Required task:
Copy the material below verbatim, beginning at the line that contains "the brush handle." and continuing through the end of the material. Leave the pictures out of your copy.

Stored items from a collection:

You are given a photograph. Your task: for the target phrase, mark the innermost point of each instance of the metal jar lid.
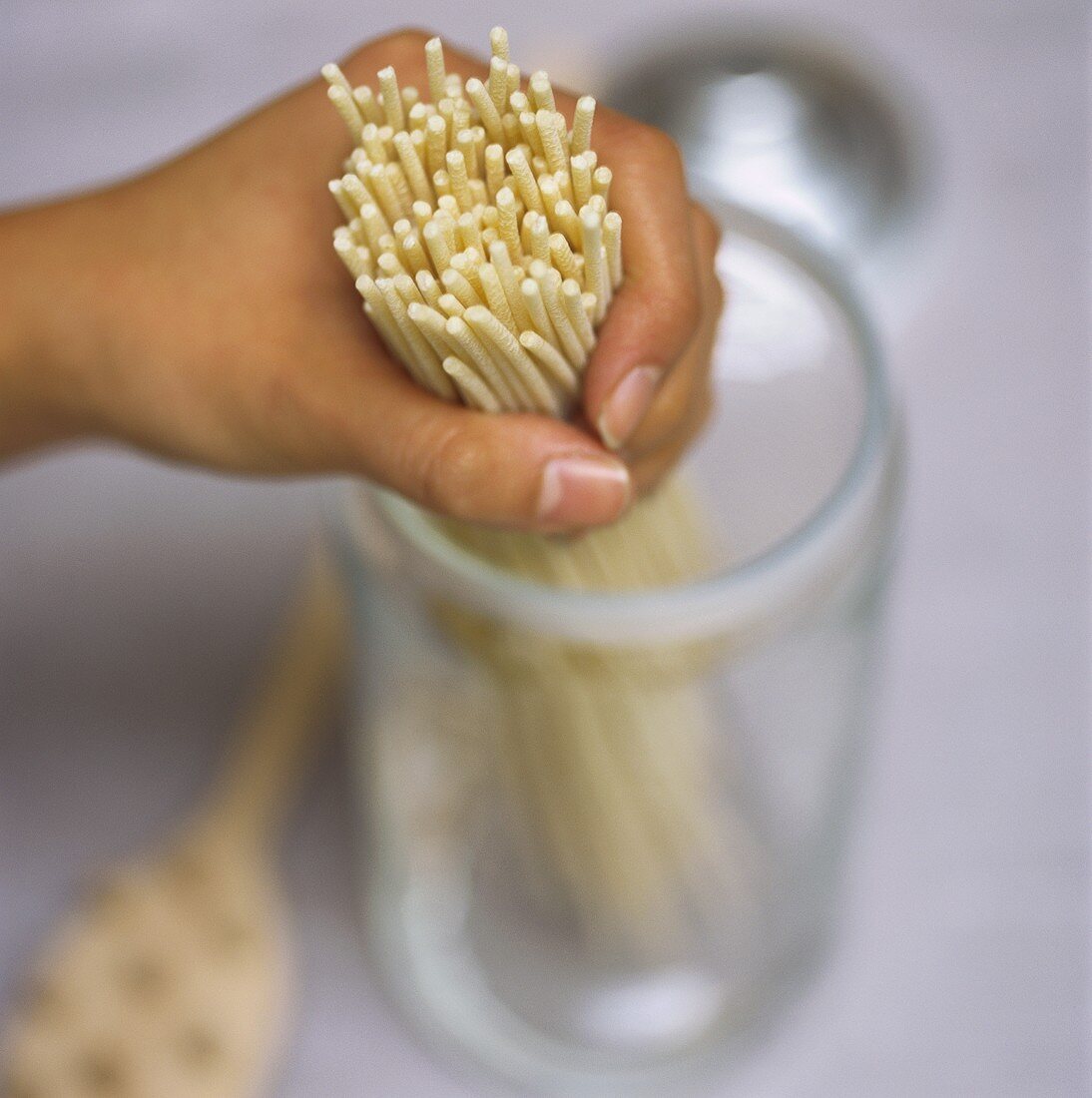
(801, 130)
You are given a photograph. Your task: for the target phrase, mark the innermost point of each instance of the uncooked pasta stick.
(559, 121)
(530, 132)
(445, 222)
(333, 76)
(540, 92)
(390, 98)
(429, 287)
(430, 324)
(522, 373)
(525, 180)
(581, 141)
(407, 289)
(556, 156)
(470, 235)
(438, 248)
(572, 300)
(354, 190)
(346, 108)
(540, 240)
(498, 83)
(372, 144)
(551, 199)
(489, 116)
(456, 284)
(582, 180)
(613, 244)
(495, 296)
(494, 169)
(416, 259)
(375, 226)
(610, 803)
(507, 226)
(553, 362)
(569, 223)
(367, 105)
(450, 305)
(536, 307)
(384, 321)
(384, 193)
(500, 255)
(600, 184)
(595, 273)
(598, 204)
(465, 144)
(460, 182)
(550, 287)
(473, 351)
(425, 358)
(433, 63)
(412, 168)
(441, 184)
(348, 207)
(474, 392)
(349, 254)
(389, 265)
(498, 43)
(418, 117)
(561, 256)
(436, 143)
(400, 187)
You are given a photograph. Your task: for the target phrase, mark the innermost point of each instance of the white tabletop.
(134, 597)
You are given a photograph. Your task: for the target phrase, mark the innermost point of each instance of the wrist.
(51, 325)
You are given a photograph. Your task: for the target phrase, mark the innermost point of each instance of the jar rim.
(740, 596)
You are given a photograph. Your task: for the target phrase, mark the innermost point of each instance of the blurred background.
(134, 597)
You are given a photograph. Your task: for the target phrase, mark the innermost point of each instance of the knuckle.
(654, 144)
(405, 40)
(706, 226)
(682, 308)
(452, 470)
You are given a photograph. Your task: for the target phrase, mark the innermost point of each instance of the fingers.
(519, 471)
(655, 314)
(646, 390)
(672, 410)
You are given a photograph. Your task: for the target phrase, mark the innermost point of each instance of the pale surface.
(133, 599)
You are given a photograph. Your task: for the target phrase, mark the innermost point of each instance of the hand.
(200, 313)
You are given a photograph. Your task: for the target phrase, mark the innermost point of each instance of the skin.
(199, 311)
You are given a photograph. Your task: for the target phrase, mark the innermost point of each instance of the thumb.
(521, 471)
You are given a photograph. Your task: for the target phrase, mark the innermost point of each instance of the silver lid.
(797, 129)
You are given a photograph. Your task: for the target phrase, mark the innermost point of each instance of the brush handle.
(286, 716)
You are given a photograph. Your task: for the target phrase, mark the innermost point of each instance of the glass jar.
(603, 827)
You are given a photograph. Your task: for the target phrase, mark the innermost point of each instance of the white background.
(134, 597)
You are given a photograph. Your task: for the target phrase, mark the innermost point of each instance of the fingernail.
(627, 405)
(583, 491)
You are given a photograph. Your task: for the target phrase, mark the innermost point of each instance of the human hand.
(205, 316)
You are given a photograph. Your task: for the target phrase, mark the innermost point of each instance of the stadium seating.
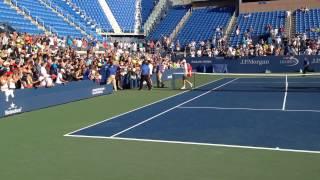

Expected output:
You are given a photograph. Your task: for the target phrase, mark the innermost point of each instance of the brush handle.
(286, 716)
You are given a photograph. Your task: for the target phrase, mark the innermost point of each instance of the glass jar.
(603, 827)
You are given a photograph. Your task: for the target phrase, mark the innermost point of each instance of the white background.
(134, 597)
You are given a photograph. Your task: for the target phrase, mark the innermost point of each instance of the fingernail.
(627, 405)
(583, 491)
You are given a photograph. Your task: for the target phrase, mark the innermost point of each instance of the human hand.
(205, 316)
You are given a photograph. Your task: for the target phrase, mark the innermost point of each instance of the stadium seating.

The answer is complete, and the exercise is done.